TASK TO COMPLETE: Copy word for word the part of the discussion below about whether a song's lyrics are blasphemous, everything from "And we will" down to "of what’s blasphemy.".

EXCERPTED PASSAGE:

□ □ □ □ □ □ □

Which brings me to this example. The band is Celtic Frost. The song, Ain Elohim. The title is already suspect. It translates, as far as I can tell, to No God. But the lyrics confuse me.

There is no God but the one that dies with me.
I have no life but the one I take with me to the grave.
We come into this world alone.
And we will die on our own.

Is this blasphemous? Should I stop listening to it?
 
I don’t think they’re making any sort of grand theological claim, so I wouldn’t regard it as blasphemous. It seems more like a sort of gratuitous cynicism that verges on narcissism.

Spiritual junk food, in other words. Fine as an occasional relief, but I wouldn’t want it as the bulk of my musical diet.
 
I can’t speak to the specific question of what’s blasphemy.

I’d personally say lines 3-4 seem easily enough reconcilable with at least a neutral theological statement (in a sense, sure, each individual is born and dies alone — though in another sense, each individual is born into human networks, and dies hopefully in Communion with God!). Line 2 I’d have to contort in my head but I could interpret it in a somewhat theologically tolerable way (my life is the one I take to the grave, indeed… I just expect to carry on with that life even on the other side of the grave!).

Line 1 is the doozy as it seems (to me) to suggest the idea that… OH! I just changed my mind.

□ □ □ □ □ □ □

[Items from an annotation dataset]
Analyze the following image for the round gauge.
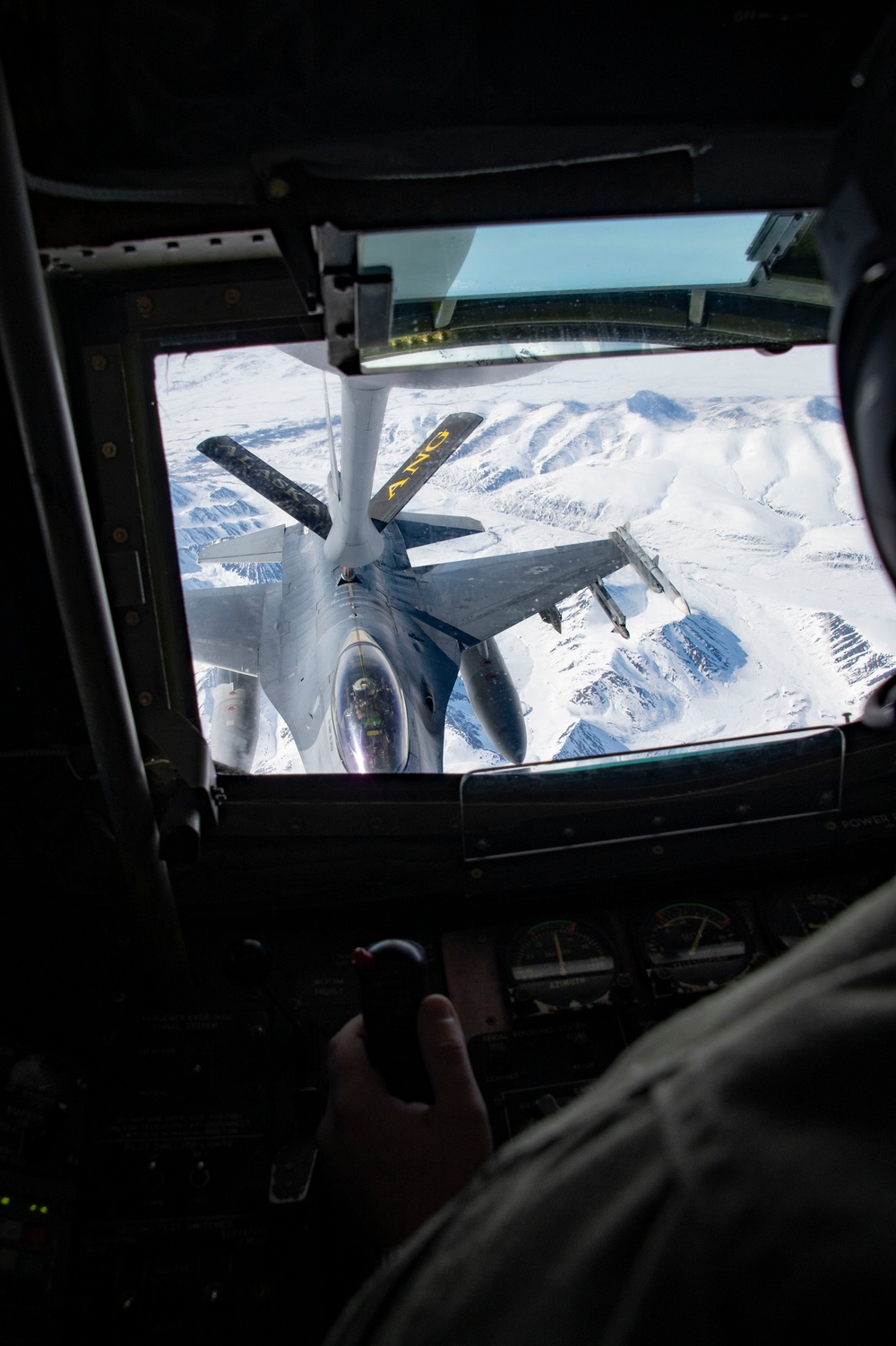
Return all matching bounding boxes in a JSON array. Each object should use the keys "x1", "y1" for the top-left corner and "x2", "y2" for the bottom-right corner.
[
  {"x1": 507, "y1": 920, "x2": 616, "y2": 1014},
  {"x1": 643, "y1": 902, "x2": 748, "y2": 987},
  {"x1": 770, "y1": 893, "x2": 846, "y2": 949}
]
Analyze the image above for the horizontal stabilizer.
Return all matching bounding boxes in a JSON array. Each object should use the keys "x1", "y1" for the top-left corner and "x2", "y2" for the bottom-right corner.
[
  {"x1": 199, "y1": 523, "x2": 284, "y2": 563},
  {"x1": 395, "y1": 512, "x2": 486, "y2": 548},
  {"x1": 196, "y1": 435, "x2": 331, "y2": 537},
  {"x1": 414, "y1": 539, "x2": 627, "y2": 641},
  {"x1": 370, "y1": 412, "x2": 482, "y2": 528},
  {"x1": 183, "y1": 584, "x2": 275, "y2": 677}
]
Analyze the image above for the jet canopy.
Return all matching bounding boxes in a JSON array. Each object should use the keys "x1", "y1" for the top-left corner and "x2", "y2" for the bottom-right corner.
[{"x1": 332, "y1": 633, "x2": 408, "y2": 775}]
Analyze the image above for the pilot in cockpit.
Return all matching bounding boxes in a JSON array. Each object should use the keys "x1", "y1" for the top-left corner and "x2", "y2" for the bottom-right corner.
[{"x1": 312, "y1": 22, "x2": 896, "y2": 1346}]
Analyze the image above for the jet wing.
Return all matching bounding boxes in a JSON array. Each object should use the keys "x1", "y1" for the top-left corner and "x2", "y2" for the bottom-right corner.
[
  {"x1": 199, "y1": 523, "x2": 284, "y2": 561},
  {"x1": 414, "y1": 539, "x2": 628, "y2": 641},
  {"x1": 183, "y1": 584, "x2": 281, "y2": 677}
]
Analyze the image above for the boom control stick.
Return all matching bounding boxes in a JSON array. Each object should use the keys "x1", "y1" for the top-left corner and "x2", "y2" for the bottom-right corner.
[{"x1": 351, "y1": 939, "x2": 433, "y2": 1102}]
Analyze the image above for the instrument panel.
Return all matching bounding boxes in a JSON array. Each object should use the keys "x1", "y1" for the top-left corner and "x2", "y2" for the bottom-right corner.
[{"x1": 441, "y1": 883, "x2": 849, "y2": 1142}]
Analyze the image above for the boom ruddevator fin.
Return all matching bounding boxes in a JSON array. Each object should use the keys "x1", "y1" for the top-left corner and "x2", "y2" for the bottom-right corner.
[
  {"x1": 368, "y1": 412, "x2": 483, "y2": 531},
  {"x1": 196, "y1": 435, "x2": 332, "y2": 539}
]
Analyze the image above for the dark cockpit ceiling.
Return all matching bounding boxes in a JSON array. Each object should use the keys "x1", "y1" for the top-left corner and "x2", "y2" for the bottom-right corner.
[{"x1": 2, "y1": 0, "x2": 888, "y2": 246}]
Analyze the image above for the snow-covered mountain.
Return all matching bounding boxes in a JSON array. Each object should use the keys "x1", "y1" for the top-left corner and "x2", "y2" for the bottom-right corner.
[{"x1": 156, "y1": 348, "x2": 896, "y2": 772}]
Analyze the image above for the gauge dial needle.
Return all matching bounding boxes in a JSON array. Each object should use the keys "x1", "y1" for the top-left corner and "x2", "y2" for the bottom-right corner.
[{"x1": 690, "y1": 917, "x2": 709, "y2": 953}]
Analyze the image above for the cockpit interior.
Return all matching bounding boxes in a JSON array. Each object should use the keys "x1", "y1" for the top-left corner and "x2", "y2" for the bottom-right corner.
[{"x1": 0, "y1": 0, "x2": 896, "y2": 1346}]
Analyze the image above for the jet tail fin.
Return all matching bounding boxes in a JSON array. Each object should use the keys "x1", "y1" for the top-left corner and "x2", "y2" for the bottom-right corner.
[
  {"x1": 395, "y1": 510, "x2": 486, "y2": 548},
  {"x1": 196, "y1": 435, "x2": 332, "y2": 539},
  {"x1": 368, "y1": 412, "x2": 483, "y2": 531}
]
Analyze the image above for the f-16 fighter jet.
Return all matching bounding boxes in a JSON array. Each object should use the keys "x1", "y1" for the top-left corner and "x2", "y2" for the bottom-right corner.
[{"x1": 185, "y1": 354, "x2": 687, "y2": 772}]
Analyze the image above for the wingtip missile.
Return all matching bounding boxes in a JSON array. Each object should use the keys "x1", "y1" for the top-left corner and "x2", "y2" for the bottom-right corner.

□ □ □ □ □ □ □

EXERCISE SOLUTION:
And we will die on our own.

Is this blasphemous? Should I stop listening to it?
 
I don’t think they’re making any sort of grand theological claim, so I wouldn’t regard it as blasphemous. It seems more like a sort of gratuitous cynicism that verges on narcissism.

Spiritual junk food, in other words. Fine as an occasional relief, but I wouldn’t want it as the bulk of my musical diet.
 
I can’t speak to the specific question of what’s blasphemy.